Please return, unchanged, the lines of the records that run from the line containing "Reviewer note: confirm that each instance of the hazy" through the line containing "column 375, row 31", including both of those lines.

======== DATA EXCERPTS

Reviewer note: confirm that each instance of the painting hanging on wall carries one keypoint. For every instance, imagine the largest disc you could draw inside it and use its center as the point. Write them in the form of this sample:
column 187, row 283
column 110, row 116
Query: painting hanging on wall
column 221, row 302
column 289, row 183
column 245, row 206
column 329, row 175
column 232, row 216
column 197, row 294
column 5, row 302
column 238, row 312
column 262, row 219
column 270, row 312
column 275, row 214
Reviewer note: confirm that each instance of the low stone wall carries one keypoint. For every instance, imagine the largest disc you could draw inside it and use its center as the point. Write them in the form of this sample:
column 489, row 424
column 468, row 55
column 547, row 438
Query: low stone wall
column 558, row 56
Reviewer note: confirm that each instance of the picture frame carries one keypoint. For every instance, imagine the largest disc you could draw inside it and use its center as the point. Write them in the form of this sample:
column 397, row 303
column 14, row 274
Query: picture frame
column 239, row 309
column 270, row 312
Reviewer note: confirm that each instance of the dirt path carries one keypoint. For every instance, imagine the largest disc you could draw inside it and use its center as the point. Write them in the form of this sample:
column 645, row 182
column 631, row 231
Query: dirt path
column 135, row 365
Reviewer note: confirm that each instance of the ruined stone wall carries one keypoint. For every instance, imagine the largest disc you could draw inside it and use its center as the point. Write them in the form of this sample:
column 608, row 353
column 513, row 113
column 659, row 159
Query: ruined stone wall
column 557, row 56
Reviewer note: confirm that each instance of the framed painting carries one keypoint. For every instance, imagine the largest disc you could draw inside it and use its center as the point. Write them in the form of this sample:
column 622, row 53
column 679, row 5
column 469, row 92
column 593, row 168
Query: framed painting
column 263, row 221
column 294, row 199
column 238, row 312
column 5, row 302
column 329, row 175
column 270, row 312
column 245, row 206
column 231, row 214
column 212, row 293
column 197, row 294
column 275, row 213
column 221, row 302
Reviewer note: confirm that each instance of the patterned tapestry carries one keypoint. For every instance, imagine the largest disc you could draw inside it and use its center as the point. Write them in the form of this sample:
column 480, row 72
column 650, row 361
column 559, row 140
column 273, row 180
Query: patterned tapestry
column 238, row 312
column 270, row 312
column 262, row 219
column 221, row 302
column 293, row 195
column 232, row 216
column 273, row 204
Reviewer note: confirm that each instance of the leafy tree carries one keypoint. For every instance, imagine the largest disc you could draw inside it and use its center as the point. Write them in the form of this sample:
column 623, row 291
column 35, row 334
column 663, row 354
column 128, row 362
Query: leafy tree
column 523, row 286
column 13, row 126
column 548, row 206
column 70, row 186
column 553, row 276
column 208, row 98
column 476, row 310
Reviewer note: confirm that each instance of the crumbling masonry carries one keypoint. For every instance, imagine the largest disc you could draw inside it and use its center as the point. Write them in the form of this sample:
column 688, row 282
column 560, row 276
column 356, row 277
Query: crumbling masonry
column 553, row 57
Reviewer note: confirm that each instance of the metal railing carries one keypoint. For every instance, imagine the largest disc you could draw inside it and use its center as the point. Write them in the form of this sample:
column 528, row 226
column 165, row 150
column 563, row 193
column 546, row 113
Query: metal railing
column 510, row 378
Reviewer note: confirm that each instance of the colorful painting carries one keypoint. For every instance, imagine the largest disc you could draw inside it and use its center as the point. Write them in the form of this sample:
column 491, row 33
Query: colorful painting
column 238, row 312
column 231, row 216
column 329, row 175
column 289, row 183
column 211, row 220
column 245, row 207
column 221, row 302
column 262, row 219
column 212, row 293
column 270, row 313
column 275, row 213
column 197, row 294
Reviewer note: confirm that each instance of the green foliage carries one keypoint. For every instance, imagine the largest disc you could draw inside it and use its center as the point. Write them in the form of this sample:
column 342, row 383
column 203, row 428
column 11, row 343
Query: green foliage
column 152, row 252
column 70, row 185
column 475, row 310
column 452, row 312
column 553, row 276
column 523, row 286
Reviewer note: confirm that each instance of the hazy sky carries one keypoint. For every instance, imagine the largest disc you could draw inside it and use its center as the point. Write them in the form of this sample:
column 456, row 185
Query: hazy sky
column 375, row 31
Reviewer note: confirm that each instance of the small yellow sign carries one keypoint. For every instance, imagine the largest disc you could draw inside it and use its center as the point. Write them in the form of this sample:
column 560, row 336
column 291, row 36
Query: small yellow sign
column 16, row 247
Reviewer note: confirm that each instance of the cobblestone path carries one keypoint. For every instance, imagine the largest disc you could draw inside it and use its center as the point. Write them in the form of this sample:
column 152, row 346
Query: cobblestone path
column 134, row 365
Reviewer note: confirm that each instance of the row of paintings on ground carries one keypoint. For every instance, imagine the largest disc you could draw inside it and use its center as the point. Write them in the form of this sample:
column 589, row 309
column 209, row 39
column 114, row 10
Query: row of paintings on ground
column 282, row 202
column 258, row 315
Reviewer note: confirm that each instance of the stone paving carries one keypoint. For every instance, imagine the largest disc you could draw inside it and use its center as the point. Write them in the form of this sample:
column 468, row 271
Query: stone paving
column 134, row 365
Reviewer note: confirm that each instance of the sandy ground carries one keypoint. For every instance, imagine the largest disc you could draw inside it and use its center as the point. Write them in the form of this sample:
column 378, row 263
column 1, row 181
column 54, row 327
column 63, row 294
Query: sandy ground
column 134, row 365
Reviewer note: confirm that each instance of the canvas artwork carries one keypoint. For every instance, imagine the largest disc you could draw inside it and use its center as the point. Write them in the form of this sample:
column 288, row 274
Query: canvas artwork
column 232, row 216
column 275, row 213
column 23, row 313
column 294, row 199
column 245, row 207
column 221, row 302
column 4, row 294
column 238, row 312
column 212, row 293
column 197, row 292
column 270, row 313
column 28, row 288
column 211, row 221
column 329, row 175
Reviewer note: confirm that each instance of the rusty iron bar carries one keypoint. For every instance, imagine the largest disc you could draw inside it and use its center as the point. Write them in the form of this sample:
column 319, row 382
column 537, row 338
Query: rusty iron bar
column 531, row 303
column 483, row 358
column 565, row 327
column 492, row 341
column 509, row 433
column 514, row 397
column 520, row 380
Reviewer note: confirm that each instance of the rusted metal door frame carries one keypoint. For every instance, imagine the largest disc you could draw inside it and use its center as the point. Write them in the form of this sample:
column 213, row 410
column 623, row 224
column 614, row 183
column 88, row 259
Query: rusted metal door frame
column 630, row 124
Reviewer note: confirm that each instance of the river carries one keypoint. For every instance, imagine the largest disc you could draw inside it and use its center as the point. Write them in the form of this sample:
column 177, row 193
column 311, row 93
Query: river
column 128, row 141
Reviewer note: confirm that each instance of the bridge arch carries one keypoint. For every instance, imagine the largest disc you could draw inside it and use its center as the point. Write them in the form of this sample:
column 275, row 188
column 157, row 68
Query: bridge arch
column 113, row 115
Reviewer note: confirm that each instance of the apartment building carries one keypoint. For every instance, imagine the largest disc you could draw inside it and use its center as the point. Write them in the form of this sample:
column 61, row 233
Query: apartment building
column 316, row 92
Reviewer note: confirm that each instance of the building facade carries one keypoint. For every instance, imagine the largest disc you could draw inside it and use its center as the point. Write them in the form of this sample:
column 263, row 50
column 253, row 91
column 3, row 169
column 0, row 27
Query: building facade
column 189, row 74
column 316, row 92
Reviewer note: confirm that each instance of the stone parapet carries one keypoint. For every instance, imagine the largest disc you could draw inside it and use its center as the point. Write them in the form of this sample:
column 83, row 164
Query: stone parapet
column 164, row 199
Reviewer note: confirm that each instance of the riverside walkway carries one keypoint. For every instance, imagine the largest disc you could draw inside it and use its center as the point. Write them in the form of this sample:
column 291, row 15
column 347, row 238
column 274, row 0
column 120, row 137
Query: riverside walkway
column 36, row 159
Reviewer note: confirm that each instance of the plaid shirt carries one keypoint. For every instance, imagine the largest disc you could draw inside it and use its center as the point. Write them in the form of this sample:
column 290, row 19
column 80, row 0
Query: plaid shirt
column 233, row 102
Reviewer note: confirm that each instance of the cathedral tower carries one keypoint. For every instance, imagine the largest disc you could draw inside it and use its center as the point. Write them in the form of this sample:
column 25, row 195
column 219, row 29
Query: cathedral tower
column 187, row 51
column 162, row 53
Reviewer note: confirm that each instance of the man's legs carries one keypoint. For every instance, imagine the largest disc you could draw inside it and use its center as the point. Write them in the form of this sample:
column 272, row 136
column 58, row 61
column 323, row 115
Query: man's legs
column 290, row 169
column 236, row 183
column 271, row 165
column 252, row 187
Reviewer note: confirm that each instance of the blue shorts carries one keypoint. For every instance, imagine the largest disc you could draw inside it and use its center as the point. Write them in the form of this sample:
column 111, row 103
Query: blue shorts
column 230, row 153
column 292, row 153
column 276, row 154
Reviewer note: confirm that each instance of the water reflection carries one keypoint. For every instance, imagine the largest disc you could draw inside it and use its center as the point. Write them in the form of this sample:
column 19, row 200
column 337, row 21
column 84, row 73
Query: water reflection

================

## [WRITTEN RESPONSE]
Reviewer note: confirm that each instance of the hazy sky carries one keypoint. For every instance, imagine the largest disc you could draw inside it and use its center as the point. Write them in the form of this sample:
column 456, row 185
Query: hazy sky
column 375, row 31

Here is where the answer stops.